> **WHAT NEEDS TO BE DONE**:
Each line below that includes the word "star" is to be reported.

> **INPUT FOR THIS TASK**:
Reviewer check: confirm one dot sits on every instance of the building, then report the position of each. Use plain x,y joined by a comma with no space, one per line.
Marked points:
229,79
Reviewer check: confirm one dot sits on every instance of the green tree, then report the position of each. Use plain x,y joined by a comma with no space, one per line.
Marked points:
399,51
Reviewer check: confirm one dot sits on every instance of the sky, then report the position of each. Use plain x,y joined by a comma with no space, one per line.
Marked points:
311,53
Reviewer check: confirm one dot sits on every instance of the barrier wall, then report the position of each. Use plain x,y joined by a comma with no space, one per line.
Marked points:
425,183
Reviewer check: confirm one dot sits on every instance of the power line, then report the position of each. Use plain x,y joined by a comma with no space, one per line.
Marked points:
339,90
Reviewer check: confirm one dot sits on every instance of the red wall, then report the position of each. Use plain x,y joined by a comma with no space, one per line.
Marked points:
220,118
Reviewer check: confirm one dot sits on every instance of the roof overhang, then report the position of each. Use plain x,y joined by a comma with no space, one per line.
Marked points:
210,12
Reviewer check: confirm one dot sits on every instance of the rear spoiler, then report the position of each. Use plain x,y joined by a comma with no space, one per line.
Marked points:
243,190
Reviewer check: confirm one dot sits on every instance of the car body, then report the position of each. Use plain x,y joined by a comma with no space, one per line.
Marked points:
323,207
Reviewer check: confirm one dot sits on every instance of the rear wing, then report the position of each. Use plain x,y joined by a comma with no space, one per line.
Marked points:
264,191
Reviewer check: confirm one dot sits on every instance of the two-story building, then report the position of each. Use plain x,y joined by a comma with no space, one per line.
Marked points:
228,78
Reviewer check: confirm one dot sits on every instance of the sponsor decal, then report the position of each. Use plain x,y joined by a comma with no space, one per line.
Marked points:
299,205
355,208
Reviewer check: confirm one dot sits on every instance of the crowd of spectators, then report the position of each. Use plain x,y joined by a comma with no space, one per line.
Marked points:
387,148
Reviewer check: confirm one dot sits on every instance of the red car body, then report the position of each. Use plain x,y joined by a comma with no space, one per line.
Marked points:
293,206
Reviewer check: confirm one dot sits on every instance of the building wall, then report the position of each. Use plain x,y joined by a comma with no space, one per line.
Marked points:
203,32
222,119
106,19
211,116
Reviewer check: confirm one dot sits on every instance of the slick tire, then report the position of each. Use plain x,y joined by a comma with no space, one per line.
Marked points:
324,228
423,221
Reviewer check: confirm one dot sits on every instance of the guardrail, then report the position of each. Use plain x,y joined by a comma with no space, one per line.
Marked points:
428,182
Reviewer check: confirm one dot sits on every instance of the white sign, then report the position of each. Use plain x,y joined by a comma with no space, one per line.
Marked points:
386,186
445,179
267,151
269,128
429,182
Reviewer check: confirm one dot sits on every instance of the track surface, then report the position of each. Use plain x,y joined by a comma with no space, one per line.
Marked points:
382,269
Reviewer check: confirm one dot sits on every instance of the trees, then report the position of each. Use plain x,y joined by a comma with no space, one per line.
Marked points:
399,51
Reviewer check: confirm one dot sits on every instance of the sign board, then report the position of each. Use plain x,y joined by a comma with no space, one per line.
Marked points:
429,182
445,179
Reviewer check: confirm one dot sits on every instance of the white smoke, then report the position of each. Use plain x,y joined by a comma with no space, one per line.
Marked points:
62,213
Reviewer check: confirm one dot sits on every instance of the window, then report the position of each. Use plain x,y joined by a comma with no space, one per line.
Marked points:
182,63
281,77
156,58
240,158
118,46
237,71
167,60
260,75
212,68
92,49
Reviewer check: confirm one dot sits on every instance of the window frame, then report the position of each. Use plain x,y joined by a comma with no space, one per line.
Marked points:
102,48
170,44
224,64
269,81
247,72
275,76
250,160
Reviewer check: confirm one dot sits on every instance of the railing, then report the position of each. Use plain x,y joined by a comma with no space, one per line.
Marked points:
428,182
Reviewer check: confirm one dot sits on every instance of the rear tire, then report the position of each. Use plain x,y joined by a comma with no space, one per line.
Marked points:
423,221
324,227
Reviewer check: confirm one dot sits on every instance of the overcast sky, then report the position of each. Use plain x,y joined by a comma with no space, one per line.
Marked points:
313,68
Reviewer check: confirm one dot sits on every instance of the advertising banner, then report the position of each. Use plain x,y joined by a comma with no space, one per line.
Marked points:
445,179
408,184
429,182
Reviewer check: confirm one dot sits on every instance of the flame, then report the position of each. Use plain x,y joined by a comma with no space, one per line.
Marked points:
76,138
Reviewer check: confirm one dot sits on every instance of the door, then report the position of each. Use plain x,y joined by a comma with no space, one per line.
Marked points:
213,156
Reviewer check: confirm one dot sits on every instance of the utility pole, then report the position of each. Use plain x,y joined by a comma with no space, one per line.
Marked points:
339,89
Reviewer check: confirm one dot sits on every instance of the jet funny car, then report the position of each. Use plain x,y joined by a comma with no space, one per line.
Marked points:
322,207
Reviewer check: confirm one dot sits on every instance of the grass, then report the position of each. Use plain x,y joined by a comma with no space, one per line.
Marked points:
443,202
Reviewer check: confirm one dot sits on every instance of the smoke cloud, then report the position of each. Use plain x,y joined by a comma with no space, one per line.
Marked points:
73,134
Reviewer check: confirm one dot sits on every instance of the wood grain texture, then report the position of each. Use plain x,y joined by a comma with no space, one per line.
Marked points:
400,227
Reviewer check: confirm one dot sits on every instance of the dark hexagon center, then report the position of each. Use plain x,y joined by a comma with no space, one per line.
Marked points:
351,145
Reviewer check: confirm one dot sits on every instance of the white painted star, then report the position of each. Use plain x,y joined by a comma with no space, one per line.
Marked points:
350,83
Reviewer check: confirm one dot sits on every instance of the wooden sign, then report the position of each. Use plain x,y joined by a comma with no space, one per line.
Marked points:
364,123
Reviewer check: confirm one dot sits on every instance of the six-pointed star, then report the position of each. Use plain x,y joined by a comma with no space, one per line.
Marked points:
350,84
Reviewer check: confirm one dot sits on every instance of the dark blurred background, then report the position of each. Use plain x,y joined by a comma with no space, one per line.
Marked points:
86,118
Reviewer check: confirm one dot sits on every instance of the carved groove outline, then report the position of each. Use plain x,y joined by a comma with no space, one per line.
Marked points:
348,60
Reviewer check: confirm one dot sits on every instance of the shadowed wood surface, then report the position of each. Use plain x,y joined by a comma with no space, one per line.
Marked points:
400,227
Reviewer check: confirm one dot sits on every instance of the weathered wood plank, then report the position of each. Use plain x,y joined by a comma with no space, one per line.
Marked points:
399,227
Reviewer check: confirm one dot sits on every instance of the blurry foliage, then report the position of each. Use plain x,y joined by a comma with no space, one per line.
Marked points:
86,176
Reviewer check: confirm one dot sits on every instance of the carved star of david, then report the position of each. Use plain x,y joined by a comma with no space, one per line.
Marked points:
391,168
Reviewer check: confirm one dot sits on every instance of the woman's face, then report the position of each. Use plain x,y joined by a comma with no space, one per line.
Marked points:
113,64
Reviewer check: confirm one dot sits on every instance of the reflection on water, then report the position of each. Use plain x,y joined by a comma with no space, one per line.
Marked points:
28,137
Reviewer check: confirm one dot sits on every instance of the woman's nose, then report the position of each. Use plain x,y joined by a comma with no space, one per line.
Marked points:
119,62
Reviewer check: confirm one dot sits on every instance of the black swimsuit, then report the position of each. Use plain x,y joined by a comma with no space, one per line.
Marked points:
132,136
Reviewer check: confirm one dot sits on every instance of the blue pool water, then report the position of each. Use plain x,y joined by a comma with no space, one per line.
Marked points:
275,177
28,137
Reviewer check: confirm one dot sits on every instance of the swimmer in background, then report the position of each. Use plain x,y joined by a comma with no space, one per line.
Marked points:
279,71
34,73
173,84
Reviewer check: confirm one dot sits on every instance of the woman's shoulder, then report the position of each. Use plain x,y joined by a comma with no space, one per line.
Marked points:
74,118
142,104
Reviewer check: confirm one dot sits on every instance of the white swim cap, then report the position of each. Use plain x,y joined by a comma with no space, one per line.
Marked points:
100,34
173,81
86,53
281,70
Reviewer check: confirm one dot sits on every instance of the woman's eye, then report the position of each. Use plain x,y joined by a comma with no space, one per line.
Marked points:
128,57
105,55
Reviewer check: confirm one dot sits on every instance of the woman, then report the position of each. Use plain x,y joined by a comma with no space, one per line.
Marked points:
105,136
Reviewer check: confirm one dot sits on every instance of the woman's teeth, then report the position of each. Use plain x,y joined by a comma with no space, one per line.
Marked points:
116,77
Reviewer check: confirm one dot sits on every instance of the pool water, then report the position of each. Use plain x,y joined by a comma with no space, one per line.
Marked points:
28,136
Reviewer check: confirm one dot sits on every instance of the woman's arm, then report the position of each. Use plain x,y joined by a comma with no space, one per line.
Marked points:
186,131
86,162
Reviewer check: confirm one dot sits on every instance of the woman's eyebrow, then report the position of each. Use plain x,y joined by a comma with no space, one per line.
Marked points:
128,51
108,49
...
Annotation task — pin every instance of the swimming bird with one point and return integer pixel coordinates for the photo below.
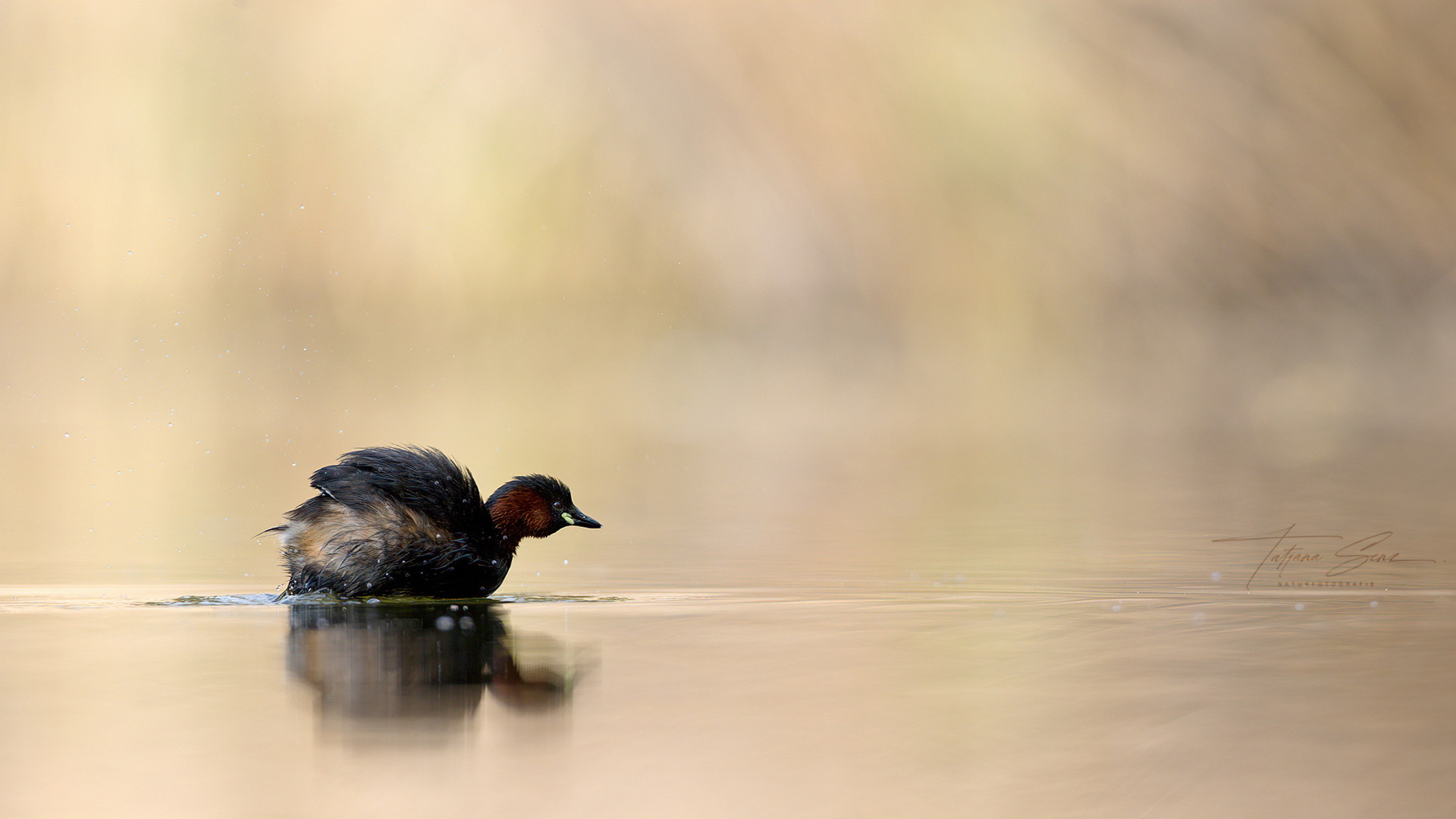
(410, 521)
...
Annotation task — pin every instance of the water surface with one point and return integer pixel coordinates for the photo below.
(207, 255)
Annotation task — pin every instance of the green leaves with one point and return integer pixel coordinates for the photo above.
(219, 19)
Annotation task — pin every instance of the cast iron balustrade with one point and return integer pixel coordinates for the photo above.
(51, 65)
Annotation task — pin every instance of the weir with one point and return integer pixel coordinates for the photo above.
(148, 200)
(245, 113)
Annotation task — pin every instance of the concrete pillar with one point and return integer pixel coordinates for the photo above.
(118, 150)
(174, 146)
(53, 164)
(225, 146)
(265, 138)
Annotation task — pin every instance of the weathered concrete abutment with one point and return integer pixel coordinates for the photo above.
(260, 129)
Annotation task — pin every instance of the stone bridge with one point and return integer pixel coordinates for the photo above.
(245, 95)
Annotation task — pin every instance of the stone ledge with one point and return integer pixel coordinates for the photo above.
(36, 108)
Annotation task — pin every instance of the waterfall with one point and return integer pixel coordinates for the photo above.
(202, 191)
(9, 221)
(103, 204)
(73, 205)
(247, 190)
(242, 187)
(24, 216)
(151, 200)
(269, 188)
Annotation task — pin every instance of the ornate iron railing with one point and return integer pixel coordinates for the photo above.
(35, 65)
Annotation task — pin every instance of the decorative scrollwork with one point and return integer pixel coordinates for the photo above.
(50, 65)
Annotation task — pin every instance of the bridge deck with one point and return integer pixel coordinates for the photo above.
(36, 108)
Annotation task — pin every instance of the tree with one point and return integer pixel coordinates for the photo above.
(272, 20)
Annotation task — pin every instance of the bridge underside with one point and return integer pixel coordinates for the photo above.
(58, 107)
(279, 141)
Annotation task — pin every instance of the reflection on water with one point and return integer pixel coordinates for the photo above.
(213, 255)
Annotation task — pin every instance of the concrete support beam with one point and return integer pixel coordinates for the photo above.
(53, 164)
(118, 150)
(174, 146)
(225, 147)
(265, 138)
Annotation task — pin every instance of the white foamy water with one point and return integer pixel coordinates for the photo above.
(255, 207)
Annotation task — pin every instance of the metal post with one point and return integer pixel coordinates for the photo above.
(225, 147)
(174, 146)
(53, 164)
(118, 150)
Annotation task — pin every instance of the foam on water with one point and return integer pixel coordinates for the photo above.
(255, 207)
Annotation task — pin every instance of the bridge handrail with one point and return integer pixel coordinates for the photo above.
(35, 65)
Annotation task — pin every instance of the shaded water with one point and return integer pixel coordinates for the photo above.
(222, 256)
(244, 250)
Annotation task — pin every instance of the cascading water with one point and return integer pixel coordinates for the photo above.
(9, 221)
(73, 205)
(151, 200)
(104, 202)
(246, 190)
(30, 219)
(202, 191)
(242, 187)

> **ANSWER TO THE PROBLEM**:
Reviewer check: confirm one dot sits on every instance of the white painted star, then report the position of each. Use plain x,y joined by a comma with no space, one per line.
Reviewer check: confirm one dot sits on every instance of the six-pointed star, then report the position of each. Use plain x,y joined by a comma with no space, one per line.
Reviewer check: confirm one dot sits on every instance of the carved star of david, then report the position of each. Use plain x,y joined by a comma with no space, one per line.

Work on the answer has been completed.